Grilled Chicken Salad
Grilled Chicken Salad features marinated chicken breasts grilled to juicy perfection atop a bed of romaine lettuce with cucumber, cherry tomatoes, red onion, grilled corn, roasted sweet potatoes, and creamy avocado. A tangy honey mustard dressing rounds out the fresh, varied salad. Optional feta cheese adds a crumbly texture that complements the other ingredients, making a substantial meal with crisp veggies and tender chicken.
Ingredients
Grilled Chicken
- 1- 1 ¼ lb chicken breast boneless
- 2 Tablespoons red wine vinegar or lemon juice
- 2 Tablespoons olive oil
- ½ teaspoon garlic powder
- ½ teaspoon thyme dried
- ½ teaspoon oregano dried
- ¼ teaspoon salt
- ¼ teaspoon black pepper
Salad
- 1 head romaine lettuce
- ½ cucumber chopped
- ½ cup cherry tomato halved
- 2-4 Tablespoons onion red, chopped
- ½ cup corn grilled
- sweet potatoes roasted
- 1 avocado
- feta cheese optional
- honey mustard dressing
Instructions
- Whisk vinegar, oil, garlic powder, thyme, oregano, salt and pepper in a small bowl until well combined.
- Place chicken in a shallow dish or 1-gallon sealable plastic bag. Add the marinade, toss to coat and refrigerate for at least 1 hour or up to 12 hours.

------------------------------------------------------------------------

### [Exercise instructions]
a) Answer these questions using the grilled chicken salad recipe:
(i) What dressing does the salad use?
(ii) How much olive oil goes into the grilled chicken?
(iii) How long should the chicken stay in the refrigerator with the marinade?
b) Quote the grilled chicken salad recipe word for word, starting with "- Place chicken" and going on through "to 12 hours.".
c) Write the next part of the grilled chicken salad recipe, following on from its last instruction.

------------------------------------------------------------------------

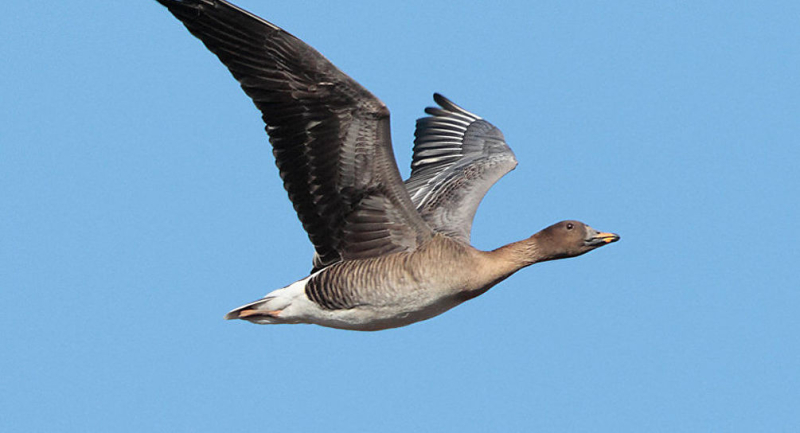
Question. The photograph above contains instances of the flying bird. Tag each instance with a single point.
(388, 253)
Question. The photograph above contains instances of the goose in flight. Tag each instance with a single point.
(388, 253)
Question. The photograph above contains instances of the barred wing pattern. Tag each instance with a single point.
(457, 157)
(330, 136)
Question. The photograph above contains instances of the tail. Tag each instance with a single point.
(261, 312)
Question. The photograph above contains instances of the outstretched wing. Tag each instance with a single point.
(457, 157)
(330, 136)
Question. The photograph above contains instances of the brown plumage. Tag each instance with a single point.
(387, 253)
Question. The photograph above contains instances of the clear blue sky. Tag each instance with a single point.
(139, 202)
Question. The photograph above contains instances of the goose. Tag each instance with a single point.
(388, 253)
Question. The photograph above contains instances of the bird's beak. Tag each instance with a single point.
(602, 238)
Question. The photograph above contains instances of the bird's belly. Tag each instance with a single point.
(391, 315)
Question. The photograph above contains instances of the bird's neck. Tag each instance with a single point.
(508, 259)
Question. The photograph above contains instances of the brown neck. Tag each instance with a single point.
(508, 259)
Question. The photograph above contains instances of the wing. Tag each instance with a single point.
(457, 157)
(330, 136)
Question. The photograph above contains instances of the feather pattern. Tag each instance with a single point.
(330, 136)
(458, 156)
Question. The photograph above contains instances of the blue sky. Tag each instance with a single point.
(139, 202)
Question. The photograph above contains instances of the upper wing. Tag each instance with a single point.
(457, 157)
(330, 136)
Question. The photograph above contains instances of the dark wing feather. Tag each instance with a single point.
(457, 157)
(330, 136)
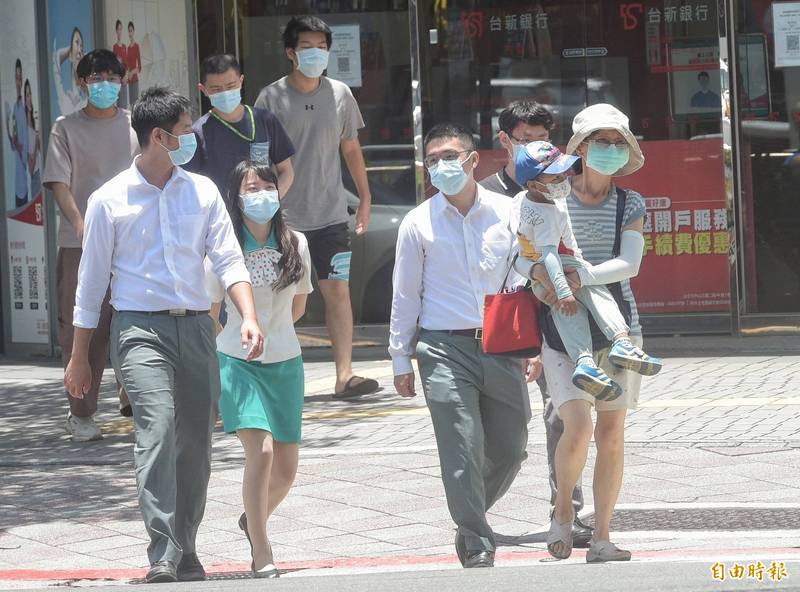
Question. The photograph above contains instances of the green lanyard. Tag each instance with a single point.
(237, 132)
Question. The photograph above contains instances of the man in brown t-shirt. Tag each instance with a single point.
(86, 149)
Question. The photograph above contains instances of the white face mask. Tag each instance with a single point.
(557, 190)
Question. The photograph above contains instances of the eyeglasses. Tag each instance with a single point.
(95, 78)
(431, 161)
(605, 143)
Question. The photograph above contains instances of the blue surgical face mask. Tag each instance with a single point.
(187, 144)
(448, 176)
(312, 61)
(607, 159)
(261, 206)
(227, 100)
(104, 94)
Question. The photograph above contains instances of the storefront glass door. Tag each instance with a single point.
(768, 90)
(656, 61)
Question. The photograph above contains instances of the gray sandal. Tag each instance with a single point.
(603, 551)
(560, 533)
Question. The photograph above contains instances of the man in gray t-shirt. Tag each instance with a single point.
(321, 117)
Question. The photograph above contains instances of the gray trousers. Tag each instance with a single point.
(480, 410)
(554, 427)
(168, 365)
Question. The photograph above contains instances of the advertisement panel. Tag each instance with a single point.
(22, 165)
(150, 36)
(685, 267)
(70, 28)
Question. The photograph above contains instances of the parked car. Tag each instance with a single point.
(391, 178)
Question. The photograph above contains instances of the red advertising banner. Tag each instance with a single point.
(685, 267)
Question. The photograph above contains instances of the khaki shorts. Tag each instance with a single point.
(558, 369)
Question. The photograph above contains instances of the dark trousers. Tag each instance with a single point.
(554, 427)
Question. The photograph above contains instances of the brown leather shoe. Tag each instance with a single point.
(461, 548)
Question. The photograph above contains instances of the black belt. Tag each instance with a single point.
(173, 312)
(476, 334)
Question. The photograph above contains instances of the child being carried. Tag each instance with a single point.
(544, 226)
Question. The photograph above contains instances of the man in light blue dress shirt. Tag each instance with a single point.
(150, 228)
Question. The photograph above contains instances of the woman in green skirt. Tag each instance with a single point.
(262, 400)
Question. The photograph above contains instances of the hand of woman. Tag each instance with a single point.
(532, 368)
(573, 279)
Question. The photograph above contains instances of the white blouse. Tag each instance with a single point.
(274, 309)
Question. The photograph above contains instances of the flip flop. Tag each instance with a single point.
(365, 387)
(560, 533)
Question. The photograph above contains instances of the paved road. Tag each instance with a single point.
(638, 577)
(712, 470)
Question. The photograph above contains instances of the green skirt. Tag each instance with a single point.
(262, 396)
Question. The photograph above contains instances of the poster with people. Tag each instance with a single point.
(150, 37)
(70, 39)
(22, 162)
(695, 81)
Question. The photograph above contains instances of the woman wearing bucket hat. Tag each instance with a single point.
(607, 223)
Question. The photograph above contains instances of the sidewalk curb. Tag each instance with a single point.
(701, 554)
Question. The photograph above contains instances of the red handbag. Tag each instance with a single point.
(511, 323)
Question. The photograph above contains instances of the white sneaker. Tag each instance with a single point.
(83, 429)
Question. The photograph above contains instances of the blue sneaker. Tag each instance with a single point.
(627, 355)
(594, 381)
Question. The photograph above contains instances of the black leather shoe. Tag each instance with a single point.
(162, 572)
(479, 559)
(581, 534)
(461, 548)
(190, 569)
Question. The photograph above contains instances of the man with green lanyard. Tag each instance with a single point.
(232, 132)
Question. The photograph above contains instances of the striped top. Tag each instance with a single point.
(593, 226)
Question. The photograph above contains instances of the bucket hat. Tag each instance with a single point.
(605, 116)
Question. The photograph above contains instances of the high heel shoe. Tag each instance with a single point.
(269, 570)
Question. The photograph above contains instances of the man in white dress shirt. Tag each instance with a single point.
(150, 228)
(452, 250)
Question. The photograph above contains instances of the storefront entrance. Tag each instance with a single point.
(766, 130)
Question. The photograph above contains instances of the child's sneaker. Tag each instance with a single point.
(627, 355)
(594, 381)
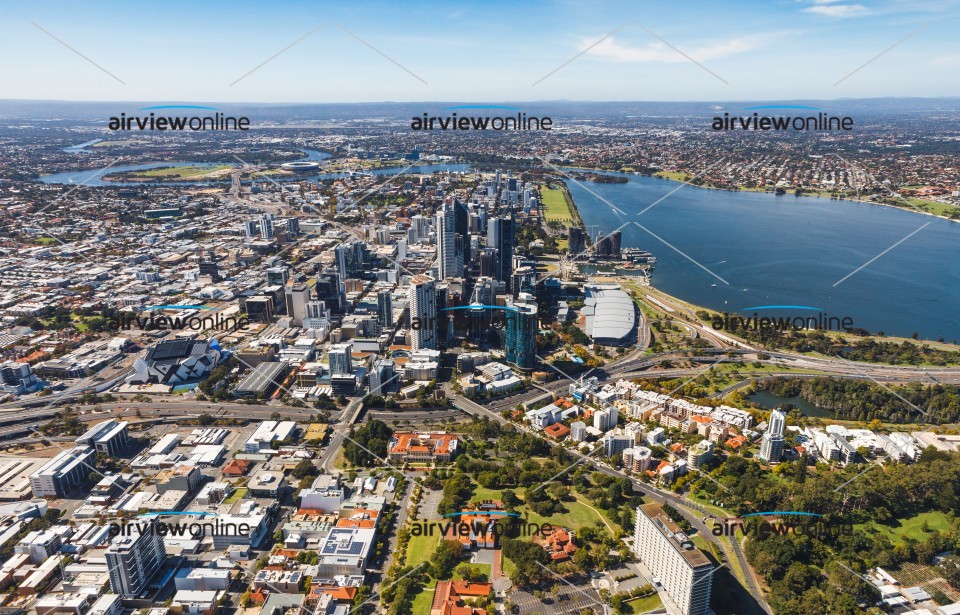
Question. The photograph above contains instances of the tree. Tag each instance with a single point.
(445, 558)
(305, 469)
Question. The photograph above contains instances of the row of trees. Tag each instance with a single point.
(866, 401)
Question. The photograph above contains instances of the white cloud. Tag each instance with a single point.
(611, 49)
(948, 60)
(836, 10)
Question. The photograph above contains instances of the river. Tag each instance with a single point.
(756, 249)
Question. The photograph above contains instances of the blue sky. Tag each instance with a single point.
(479, 51)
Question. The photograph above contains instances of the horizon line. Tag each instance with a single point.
(553, 100)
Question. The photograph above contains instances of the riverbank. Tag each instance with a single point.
(683, 178)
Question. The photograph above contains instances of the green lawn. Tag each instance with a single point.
(577, 515)
(183, 172)
(555, 206)
(237, 496)
(508, 567)
(911, 527)
(679, 176)
(420, 548)
(645, 604)
(423, 601)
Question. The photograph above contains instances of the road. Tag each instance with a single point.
(656, 494)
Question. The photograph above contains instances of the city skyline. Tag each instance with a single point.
(538, 51)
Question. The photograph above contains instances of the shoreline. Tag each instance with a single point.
(765, 191)
(844, 198)
(694, 307)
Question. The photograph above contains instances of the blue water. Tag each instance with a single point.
(93, 177)
(762, 249)
(770, 401)
(80, 148)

------------------------------------------------------------------------

### [Responses for each task]
a)
(i) Honey mustard dressing.
(ii) 2 tablespoons.
(iii) At least 1 hour or up to 12 hours.

b)
- Place chicken in a shallow dish or 1-gallon sealable plastic bag. Add the marinade, toss to coat and refrigerate for at least 1 hour or up to 12 hours.

c)
- While chicken is marinating, make dressing and prep remaining ingredients.
- Remove chicken from the marinade, shake off excess and discard leftover marinade. Heat a grill or grill pan. Once hot, place the chicken on the grill and cook for about 5 minutes per side, or until cooked through and no longer pink. You want the internal chicken temperature to be 165F.
- Assemble salad by adding a bed of romaine lettuce to two bowls. Top with cucumber, tomatoes, onion, corn, sweet potatoes, avocado and sliced chicken breast. Drizzle with dressing and enjoy!
Notes
- Store salad components separately to keep lettuce crisp and fresh when storing leftovers.
- Reheat chicken and sweet potatoes before assembling the salad or enjoy them cold based on preference.
- Roasted sweet potatoes can be swapped for sweet potato croutons for added texture variation.
- Salad ingredients and dressing stay fresh for 4-5 days refrigerated when stored separately.
Nutrition Information
Nutrition Facts
Serving: 2 Serving
Amount Per Serving
Calories 756
% Daily Value*
| Serving | 1 salad | |
| Calories | 756kcal | 38% |
| Carbohydrates | 49g | 16% |
| Protein | 50g | 100% |
| Fat | 41g | 63% |
| Saturated Fat | 9g | 45% |
| Polyunsaturated Fat | 14g | 82% |
| Monounsaturated Fat | 14g | 70% |
| Cholesterol | 122mg | 41% |
| Sodium | 1315mg | 55% |
| Potassium | 939mg | 20% |
| Fiber | 13g | 52% |
| Sugar | 15g | 30% |
* Percent Daily Values are based on a 2,000 calorie diet.